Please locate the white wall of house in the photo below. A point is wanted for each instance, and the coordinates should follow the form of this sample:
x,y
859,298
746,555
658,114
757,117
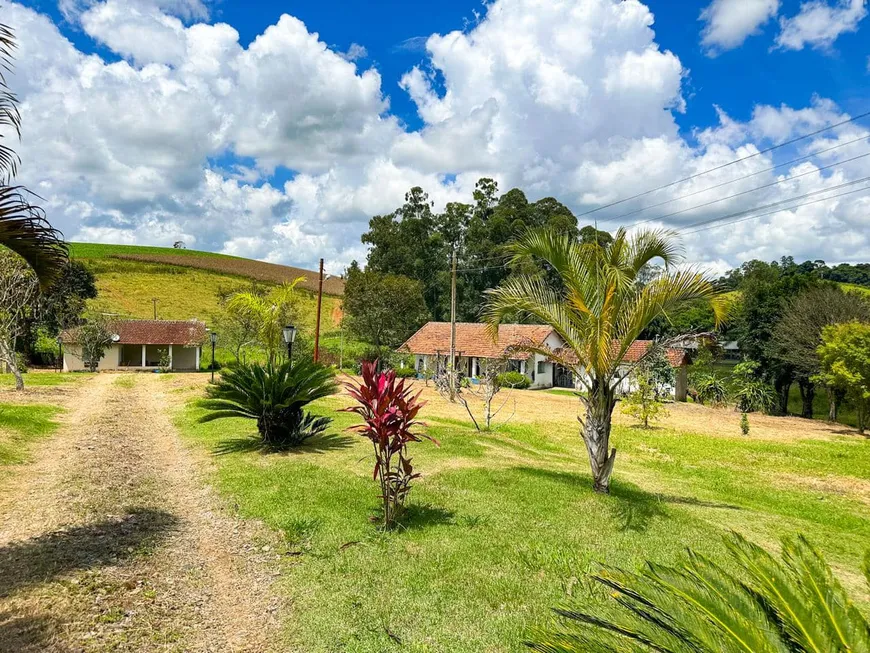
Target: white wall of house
x,y
129,357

============================================================

* Task brief: Write the records out again, changing every "white wall of house" to "pale exterior wall" and keeping everything else the same. Omit the pictures.

* Finished exercise:
Please locate the pale exterior wall in the photo below. A point is wanted for each instance, and the coordinates should follow the form of this sample:
x,y
859,298
746,555
658,114
757,117
Target: pale exterior wall
x,y
129,357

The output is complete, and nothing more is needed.